» **SET EXERCISE**:
Transcribe the lines below unchanged, beginning with the line that contains "Tag each grand" and continuing through the line that contains "left=146, top=59, right=158, bottom=79", both included.

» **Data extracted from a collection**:
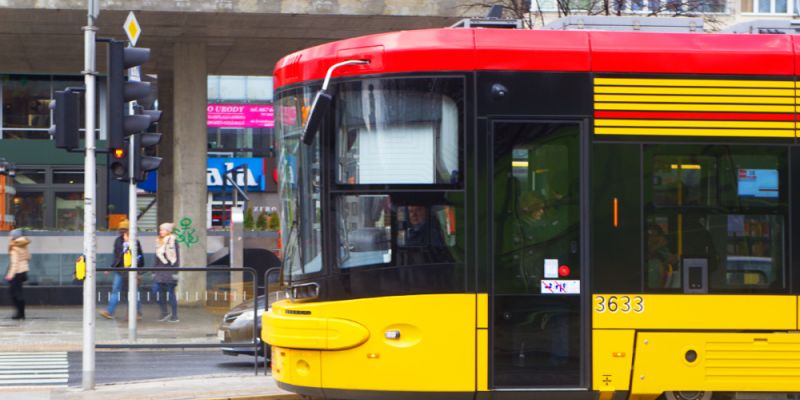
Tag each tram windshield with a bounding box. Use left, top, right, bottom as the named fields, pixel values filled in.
left=275, top=88, right=322, bottom=277
left=276, top=77, right=464, bottom=288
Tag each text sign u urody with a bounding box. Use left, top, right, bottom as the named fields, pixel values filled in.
left=207, top=104, right=275, bottom=128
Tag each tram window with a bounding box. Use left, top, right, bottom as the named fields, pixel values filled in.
left=337, top=195, right=463, bottom=269
left=589, top=143, right=642, bottom=293
left=643, top=145, right=788, bottom=292
left=337, top=195, right=392, bottom=268
left=336, top=78, right=462, bottom=184
left=275, top=88, right=322, bottom=276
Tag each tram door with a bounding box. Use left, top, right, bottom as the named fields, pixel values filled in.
left=490, top=121, right=583, bottom=389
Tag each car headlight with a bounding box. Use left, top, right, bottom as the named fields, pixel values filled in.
left=236, top=309, right=264, bottom=321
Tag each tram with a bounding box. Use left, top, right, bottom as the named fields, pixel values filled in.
left=262, top=18, right=800, bottom=400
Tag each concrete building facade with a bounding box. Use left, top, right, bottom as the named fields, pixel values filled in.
left=0, top=0, right=483, bottom=304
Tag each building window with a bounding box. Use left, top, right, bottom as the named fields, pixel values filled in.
left=13, top=192, right=44, bottom=229
left=11, top=166, right=105, bottom=231
left=742, top=0, right=794, bottom=14
left=536, top=0, right=724, bottom=15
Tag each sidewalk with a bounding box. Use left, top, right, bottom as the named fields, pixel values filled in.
left=0, top=304, right=299, bottom=400
left=0, top=375, right=300, bottom=400
left=0, top=303, right=239, bottom=352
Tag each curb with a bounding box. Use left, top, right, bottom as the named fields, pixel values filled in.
left=209, top=394, right=302, bottom=400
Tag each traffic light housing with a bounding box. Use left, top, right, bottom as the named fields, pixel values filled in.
left=49, top=89, right=81, bottom=150
left=108, top=145, right=131, bottom=182
left=131, top=132, right=161, bottom=182
left=106, top=40, right=152, bottom=149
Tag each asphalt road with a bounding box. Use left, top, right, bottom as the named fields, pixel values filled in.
left=68, top=349, right=264, bottom=386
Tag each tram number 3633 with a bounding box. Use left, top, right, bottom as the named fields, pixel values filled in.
left=594, top=296, right=644, bottom=313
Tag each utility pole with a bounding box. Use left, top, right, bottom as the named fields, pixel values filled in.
left=82, top=0, right=100, bottom=390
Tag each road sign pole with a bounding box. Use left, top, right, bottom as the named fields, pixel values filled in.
left=122, top=11, right=142, bottom=343
left=128, top=130, right=139, bottom=343
left=82, top=0, right=100, bottom=390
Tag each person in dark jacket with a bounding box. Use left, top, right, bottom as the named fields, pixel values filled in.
left=6, top=229, right=31, bottom=320
left=153, top=222, right=179, bottom=322
left=100, top=221, right=144, bottom=319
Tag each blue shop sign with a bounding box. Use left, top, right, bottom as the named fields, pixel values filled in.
left=206, top=158, right=267, bottom=193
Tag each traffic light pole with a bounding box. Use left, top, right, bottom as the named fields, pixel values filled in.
left=128, top=130, right=139, bottom=343
left=82, top=0, right=99, bottom=390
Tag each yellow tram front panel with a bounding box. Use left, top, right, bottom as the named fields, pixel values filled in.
left=262, top=294, right=477, bottom=392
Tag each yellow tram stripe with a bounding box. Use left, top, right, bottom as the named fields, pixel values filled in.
left=594, top=119, right=795, bottom=129
left=594, top=86, right=800, bottom=97
left=594, top=103, right=795, bottom=113
left=594, top=126, right=795, bottom=138
left=594, top=78, right=798, bottom=89
left=594, top=94, right=795, bottom=104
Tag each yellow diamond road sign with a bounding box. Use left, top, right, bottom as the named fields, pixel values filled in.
left=122, top=11, right=142, bottom=46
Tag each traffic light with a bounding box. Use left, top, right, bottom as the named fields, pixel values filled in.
left=131, top=132, right=161, bottom=182
left=107, top=40, right=152, bottom=149
left=108, top=145, right=131, bottom=182
left=49, top=89, right=81, bottom=150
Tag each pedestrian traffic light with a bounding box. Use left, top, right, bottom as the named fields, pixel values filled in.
left=131, top=132, right=161, bottom=182
left=108, top=144, right=131, bottom=182
left=107, top=40, right=152, bottom=149
left=49, top=89, right=81, bottom=150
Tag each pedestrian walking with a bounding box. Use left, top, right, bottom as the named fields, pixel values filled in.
left=100, top=220, right=144, bottom=319
left=153, top=222, right=180, bottom=322
left=6, top=229, right=31, bottom=320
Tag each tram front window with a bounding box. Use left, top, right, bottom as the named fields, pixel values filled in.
left=275, top=88, right=322, bottom=278
left=336, top=78, right=462, bottom=184
left=337, top=195, right=460, bottom=269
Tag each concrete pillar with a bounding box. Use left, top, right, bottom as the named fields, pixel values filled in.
left=172, top=41, right=208, bottom=304
left=156, top=70, right=175, bottom=221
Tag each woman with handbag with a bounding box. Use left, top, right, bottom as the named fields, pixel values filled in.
left=6, top=229, right=31, bottom=320
left=153, top=222, right=179, bottom=322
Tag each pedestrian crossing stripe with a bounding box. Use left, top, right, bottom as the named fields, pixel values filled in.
left=0, top=352, right=69, bottom=388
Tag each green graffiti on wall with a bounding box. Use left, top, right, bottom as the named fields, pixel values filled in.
left=173, top=217, right=200, bottom=247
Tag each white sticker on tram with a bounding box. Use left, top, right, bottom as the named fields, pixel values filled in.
left=542, top=279, right=581, bottom=294
left=544, top=258, right=558, bottom=278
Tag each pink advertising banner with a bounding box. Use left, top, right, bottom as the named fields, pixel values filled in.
left=207, top=104, right=275, bottom=128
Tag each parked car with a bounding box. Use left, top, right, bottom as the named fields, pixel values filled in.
left=217, top=268, right=283, bottom=360
left=217, top=295, right=269, bottom=358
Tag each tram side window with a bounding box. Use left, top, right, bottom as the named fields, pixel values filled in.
left=643, top=145, right=788, bottom=292
left=589, top=143, right=642, bottom=293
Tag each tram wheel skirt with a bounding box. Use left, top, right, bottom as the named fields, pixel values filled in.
left=593, top=331, right=800, bottom=396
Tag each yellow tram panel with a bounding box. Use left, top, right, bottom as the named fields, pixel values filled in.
left=592, top=294, right=798, bottom=331
left=631, top=332, right=800, bottom=394
left=263, top=294, right=478, bottom=392
left=592, top=329, right=636, bottom=392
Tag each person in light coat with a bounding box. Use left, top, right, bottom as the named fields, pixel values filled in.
left=6, top=229, right=31, bottom=320
left=153, top=222, right=179, bottom=322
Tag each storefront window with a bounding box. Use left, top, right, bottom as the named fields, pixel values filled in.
left=14, top=169, right=47, bottom=185
left=2, top=75, right=51, bottom=139
left=56, top=192, right=83, bottom=231
left=13, top=192, right=44, bottom=229
left=53, top=170, right=83, bottom=185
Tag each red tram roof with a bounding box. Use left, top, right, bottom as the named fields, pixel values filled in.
left=274, top=28, right=800, bottom=87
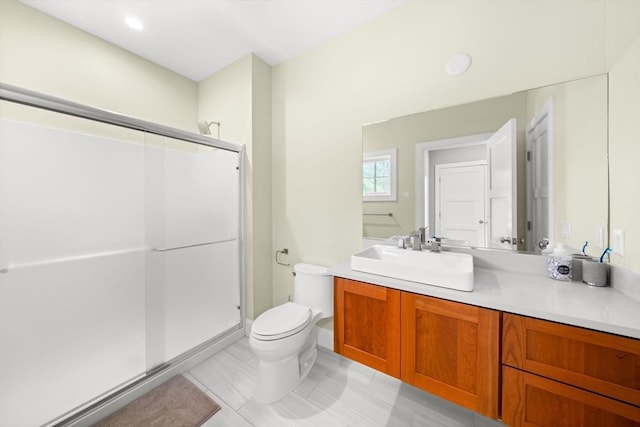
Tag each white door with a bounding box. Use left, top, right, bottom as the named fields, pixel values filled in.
left=525, top=100, right=553, bottom=252
left=487, top=119, right=518, bottom=250
left=435, top=162, right=487, bottom=247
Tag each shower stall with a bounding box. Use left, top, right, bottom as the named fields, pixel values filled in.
left=0, top=84, right=245, bottom=427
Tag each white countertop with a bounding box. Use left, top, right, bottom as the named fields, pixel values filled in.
left=330, top=262, right=640, bottom=339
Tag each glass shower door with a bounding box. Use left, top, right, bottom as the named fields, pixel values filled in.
left=146, top=134, right=241, bottom=369
left=0, top=113, right=145, bottom=427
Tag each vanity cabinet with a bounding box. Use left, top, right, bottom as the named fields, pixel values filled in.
left=502, top=314, right=640, bottom=426
left=334, top=277, right=500, bottom=418
left=334, top=277, right=400, bottom=378
left=401, top=292, right=500, bottom=418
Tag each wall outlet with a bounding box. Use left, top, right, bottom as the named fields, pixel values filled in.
left=611, top=230, right=624, bottom=255
left=596, top=225, right=604, bottom=249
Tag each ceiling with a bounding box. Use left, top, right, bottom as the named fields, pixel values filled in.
left=22, top=0, right=405, bottom=81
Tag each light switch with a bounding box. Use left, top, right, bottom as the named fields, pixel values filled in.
left=612, top=230, right=624, bottom=255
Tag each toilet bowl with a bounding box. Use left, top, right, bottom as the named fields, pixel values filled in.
left=249, top=264, right=333, bottom=403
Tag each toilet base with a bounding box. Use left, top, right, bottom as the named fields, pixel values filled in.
left=253, top=355, right=300, bottom=404
left=253, top=348, right=318, bottom=404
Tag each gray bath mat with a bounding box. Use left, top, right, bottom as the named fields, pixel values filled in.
left=95, top=375, right=220, bottom=427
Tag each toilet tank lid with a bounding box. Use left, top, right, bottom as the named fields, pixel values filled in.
left=293, top=263, right=329, bottom=276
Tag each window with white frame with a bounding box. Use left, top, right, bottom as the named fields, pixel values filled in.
left=362, top=148, right=396, bottom=202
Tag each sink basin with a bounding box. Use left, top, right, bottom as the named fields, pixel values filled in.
left=351, top=245, right=473, bottom=291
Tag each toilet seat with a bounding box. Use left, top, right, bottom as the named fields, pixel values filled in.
left=251, top=302, right=311, bottom=341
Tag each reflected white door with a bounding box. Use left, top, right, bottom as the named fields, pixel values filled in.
left=525, top=99, right=554, bottom=252
left=435, top=162, right=486, bottom=247
left=487, top=119, right=518, bottom=250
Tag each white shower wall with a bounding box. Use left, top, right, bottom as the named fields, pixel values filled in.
left=0, top=113, right=241, bottom=427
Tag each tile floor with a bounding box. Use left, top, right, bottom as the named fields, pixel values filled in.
left=184, top=338, right=504, bottom=427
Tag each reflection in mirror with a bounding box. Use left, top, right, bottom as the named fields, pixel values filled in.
left=363, top=75, right=608, bottom=253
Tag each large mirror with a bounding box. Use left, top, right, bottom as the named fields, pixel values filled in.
left=363, top=75, right=608, bottom=253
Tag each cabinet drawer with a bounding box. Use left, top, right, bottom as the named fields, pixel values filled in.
left=502, top=366, right=640, bottom=427
left=502, top=313, right=640, bottom=406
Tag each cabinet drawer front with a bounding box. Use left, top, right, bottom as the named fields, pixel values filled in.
left=334, top=277, right=400, bottom=378
left=502, top=314, right=640, bottom=406
left=401, top=292, right=500, bottom=418
left=502, top=366, right=640, bottom=427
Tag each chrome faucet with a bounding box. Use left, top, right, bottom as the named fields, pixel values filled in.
left=411, top=230, right=422, bottom=251
left=429, top=237, right=442, bottom=252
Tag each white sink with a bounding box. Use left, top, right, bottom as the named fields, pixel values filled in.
left=351, top=245, right=473, bottom=291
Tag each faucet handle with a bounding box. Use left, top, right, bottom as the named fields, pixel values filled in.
left=398, top=236, right=410, bottom=249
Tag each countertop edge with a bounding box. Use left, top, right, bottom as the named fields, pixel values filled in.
left=329, top=262, right=640, bottom=339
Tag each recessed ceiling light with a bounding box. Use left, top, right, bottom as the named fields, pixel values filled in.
left=446, top=53, right=471, bottom=76
left=124, top=16, right=144, bottom=31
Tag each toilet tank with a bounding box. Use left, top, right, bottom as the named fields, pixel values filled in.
left=293, top=264, right=333, bottom=318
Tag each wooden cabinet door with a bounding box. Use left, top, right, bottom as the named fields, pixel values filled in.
left=502, top=313, right=640, bottom=411
left=401, top=292, right=500, bottom=418
left=502, top=366, right=640, bottom=427
left=334, top=277, right=400, bottom=378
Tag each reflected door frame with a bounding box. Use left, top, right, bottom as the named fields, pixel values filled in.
left=415, top=133, right=493, bottom=234
left=525, top=96, right=556, bottom=252
left=434, top=160, right=487, bottom=247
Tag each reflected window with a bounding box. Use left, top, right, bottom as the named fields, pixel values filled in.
left=362, top=149, right=396, bottom=202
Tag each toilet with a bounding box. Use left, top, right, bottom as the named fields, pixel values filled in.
left=249, top=264, right=333, bottom=403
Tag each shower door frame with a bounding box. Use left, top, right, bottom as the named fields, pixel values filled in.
left=0, top=82, right=246, bottom=426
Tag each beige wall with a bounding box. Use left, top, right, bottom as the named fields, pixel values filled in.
left=607, top=1, right=640, bottom=272
left=273, top=1, right=606, bottom=304
left=0, top=0, right=197, bottom=132
left=198, top=55, right=273, bottom=318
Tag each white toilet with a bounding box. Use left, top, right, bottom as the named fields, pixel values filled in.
left=249, top=264, right=333, bottom=403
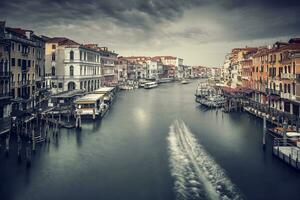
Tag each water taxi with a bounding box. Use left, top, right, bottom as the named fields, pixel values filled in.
left=75, top=94, right=106, bottom=119
left=159, top=78, right=174, bottom=83
left=93, top=87, right=116, bottom=105
left=144, top=82, right=158, bottom=89
left=180, top=79, right=190, bottom=84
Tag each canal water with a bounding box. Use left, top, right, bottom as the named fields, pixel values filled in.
left=0, top=81, right=300, bottom=200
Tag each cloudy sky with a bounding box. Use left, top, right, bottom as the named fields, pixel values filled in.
left=0, top=0, right=300, bottom=66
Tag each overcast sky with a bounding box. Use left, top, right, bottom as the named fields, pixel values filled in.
left=0, top=0, right=300, bottom=66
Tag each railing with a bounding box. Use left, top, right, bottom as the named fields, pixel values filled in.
left=266, top=88, right=280, bottom=96
left=280, top=92, right=296, bottom=100
left=0, top=72, right=10, bottom=77
left=45, top=74, right=102, bottom=80
left=280, top=73, right=296, bottom=79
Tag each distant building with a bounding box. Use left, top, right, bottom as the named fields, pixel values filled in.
left=0, top=22, right=12, bottom=123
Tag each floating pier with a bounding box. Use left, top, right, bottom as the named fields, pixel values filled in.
left=273, top=138, right=300, bottom=170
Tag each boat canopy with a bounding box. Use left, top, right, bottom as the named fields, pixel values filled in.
left=94, top=87, right=115, bottom=94
left=76, top=94, right=104, bottom=104
left=286, top=132, right=300, bottom=137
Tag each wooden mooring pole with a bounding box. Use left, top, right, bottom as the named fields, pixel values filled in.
left=263, top=115, right=267, bottom=149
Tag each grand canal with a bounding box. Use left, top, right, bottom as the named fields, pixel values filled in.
left=0, top=81, right=300, bottom=200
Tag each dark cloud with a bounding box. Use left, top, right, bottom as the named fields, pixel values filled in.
left=0, top=0, right=300, bottom=65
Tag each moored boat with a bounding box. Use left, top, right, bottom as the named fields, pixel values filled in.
left=180, top=79, right=190, bottom=84
left=144, top=82, right=158, bottom=89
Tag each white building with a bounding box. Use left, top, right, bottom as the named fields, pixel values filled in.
left=45, top=38, right=101, bottom=94
left=146, top=59, right=158, bottom=79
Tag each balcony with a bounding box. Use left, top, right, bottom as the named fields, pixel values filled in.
left=266, top=88, right=280, bottom=96
left=280, top=92, right=296, bottom=101
left=0, top=72, right=10, bottom=78
left=242, top=76, right=250, bottom=81
left=280, top=73, right=296, bottom=79
left=22, top=51, right=29, bottom=56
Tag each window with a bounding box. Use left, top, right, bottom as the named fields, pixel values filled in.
left=70, top=51, right=74, bottom=60
left=52, top=52, right=55, bottom=61
left=51, top=66, right=55, bottom=76
left=293, top=83, right=296, bottom=95
left=11, top=58, right=16, bottom=67
left=284, top=84, right=287, bottom=93
left=70, top=65, right=74, bottom=76
left=18, top=59, right=21, bottom=67
left=293, top=62, right=296, bottom=74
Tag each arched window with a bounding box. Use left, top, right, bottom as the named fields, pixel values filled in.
left=279, top=83, right=282, bottom=92
left=70, top=51, right=74, bottom=60
left=284, top=66, right=287, bottom=73
left=52, top=52, right=55, bottom=61
left=293, top=83, right=296, bottom=95
left=284, top=84, right=287, bottom=93
left=51, top=66, right=55, bottom=76
left=0, top=59, right=4, bottom=72
left=70, top=65, right=74, bottom=76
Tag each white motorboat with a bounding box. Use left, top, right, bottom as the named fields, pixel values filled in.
left=144, top=82, right=158, bottom=89
left=180, top=79, right=190, bottom=84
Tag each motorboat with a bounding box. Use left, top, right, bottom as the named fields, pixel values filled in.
left=180, top=79, right=190, bottom=84
left=144, top=82, right=158, bottom=89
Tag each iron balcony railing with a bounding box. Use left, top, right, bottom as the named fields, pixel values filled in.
left=280, top=92, right=296, bottom=101
left=280, top=73, right=296, bottom=79
left=0, top=72, right=11, bottom=78
left=266, top=88, right=280, bottom=96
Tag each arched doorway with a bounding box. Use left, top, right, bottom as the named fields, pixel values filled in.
left=68, top=82, right=76, bottom=91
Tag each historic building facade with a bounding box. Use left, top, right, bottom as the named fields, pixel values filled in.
left=45, top=38, right=102, bottom=93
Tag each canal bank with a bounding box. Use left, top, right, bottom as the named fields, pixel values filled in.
left=0, top=82, right=300, bottom=200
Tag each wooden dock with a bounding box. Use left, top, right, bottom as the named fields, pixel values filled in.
left=273, top=138, right=300, bottom=170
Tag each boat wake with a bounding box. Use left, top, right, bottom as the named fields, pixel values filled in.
left=168, top=120, right=244, bottom=200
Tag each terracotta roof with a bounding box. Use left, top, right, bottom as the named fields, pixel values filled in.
left=46, top=37, right=79, bottom=45
left=5, top=27, right=26, bottom=35
left=289, top=38, right=300, bottom=43
left=153, top=56, right=177, bottom=59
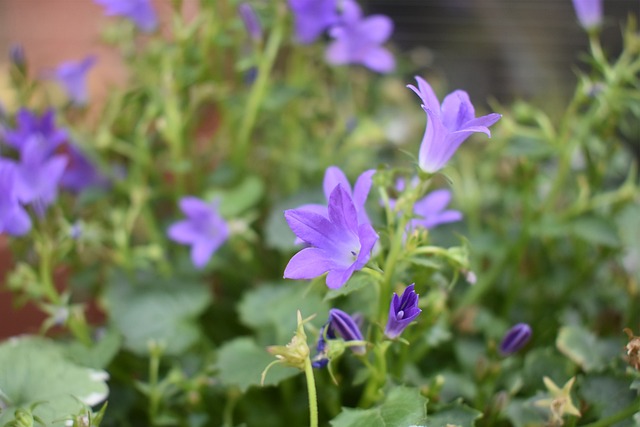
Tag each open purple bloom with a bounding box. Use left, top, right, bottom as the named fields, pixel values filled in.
left=407, top=77, right=502, bottom=173
left=93, top=0, right=158, bottom=32
left=4, top=108, right=67, bottom=155
left=167, top=196, right=229, bottom=268
left=326, top=0, right=395, bottom=73
left=384, top=283, right=422, bottom=339
left=573, top=0, right=602, bottom=30
left=15, top=136, right=67, bottom=215
left=54, top=56, right=96, bottom=105
left=298, top=166, right=376, bottom=224
left=0, top=159, right=31, bottom=236
left=60, top=144, right=108, bottom=193
left=289, top=0, right=339, bottom=44
left=284, top=185, right=378, bottom=289
left=500, top=323, right=531, bottom=356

» **TASK OUTPUT**:
Tag each grand canal with a bounding box. Use left, top, right, bottom as the named fields, pixel values filled in.
left=0, top=81, right=300, bottom=200
Tag each dark cloud with a bounding box. Use left, top, right, bottom as the named fields, pixel values filled in.
left=0, top=0, right=300, bottom=65
Tag each moored boat with a bounding box. Use left, top, right, bottom as the named fields, pixel values filled in.
left=180, top=79, right=190, bottom=84
left=144, top=82, right=158, bottom=89
Tag each white building with a bounding box. Use left, top, right, bottom as the named fields, pixel values filled in.
left=45, top=38, right=101, bottom=94
left=146, top=59, right=158, bottom=79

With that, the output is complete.